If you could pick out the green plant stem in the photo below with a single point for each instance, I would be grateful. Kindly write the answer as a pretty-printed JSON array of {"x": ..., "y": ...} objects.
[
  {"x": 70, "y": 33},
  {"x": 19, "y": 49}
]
————————
### Job
Rewrite the entries with "green plant stem" changed to "yellow leaf", keeping every other part the same.

### Problem solution
If you could pick out the yellow leaf in the photo below with a single point for each instance, I would be grateful. Kindly write the answer as a pretty-printed JSON array of {"x": ..., "y": ...} objects.
[
  {"x": 70, "y": 33},
  {"x": 19, "y": 49}
]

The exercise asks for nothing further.